Written problem ::
Reproduce the following entries verbatim, line for line.

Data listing
☆ ☆ ☆ ☆ ☆

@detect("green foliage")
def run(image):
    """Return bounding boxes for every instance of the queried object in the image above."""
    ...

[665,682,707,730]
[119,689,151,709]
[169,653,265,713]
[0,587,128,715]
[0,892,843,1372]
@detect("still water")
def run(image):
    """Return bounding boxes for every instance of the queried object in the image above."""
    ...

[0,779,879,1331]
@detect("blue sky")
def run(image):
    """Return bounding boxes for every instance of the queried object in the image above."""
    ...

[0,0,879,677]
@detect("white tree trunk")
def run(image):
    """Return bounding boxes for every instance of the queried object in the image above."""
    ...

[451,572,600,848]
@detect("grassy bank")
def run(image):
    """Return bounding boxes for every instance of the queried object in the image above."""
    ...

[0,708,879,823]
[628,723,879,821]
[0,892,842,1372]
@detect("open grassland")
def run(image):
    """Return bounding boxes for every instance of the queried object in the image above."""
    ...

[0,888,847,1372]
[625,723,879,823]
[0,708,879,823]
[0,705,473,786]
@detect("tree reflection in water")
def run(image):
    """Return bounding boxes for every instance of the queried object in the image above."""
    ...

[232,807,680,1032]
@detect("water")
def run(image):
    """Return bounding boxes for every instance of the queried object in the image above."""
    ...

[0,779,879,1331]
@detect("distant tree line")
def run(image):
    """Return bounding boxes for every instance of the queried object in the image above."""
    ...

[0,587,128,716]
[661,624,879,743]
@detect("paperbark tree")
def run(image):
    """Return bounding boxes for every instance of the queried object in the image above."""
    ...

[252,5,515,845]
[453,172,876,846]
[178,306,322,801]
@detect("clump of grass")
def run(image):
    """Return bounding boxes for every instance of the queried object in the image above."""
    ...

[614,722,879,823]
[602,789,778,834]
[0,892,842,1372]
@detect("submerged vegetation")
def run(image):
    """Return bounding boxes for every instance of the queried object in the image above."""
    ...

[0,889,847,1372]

☆ ☆ ☆ ☆ ☆

Complete output ::
@detect("green foliage")
def run(image):
    """Return bounding boxes for every instance of the queried object in the image above."""
    ...

[665,682,707,730]
[119,689,151,709]
[169,653,265,713]
[0,587,128,715]
[0,892,843,1372]
@detect("still water")
def run(image):
    """Return bounding boxes for every instance of the queried object in the image above."""
    ...

[0,779,879,1331]
@detect("blue sky")
def run(image):
    """Return bounding boxes for every instance of the queried object in the image above."""
    ...

[0,0,879,677]
@detect("white tree trunk")
def run(image):
    """Return bounding boxes for every instance of the queried object in the image above."""
    ...

[451,572,600,848]
@detect("grassy bank")
def run(image):
    """Return bounding boxes for every instance of the queried object in the image above."""
    ...

[0,708,879,823]
[628,723,879,821]
[0,892,842,1372]
@detect("open grassland")
def run(image):
    """Return bounding boxes for every instance of the queried object in the image above."""
    ...

[0,888,847,1372]
[625,723,879,823]
[0,708,879,823]
[0,705,473,786]
@detect("tree reflection in water")
def run(image):
    """Return bounding boxes for every instance of the queried object in the image above."""
    ...

[232,807,680,1032]
@detect("water")
def run(image):
    """Return bounding boxes for every instance of the queried object in the image above."""
    ...

[0,779,879,1331]
@detect("distant tree line")
def run(image):
    """Return bounding boxes for every instance of the queried object in the image above."""
    ...

[0,587,128,716]
[661,624,879,743]
@detect("paperbark tree")
def run(image):
    """Return bounding boxes for every instance of the queried object in the image above."""
    ...

[252,5,515,845]
[453,172,876,846]
[178,306,322,801]
@detect("clump of grass")
def run(image):
    """Return bounding boxes for every instance of the queried object in the image above."""
    ...

[614,722,879,823]
[602,789,778,834]
[0,892,842,1372]
@detect("submerged vegetation")
def run(image):
    """Return bounding boxes for every instance of the queried object in the image above."""
    ...

[0,889,847,1372]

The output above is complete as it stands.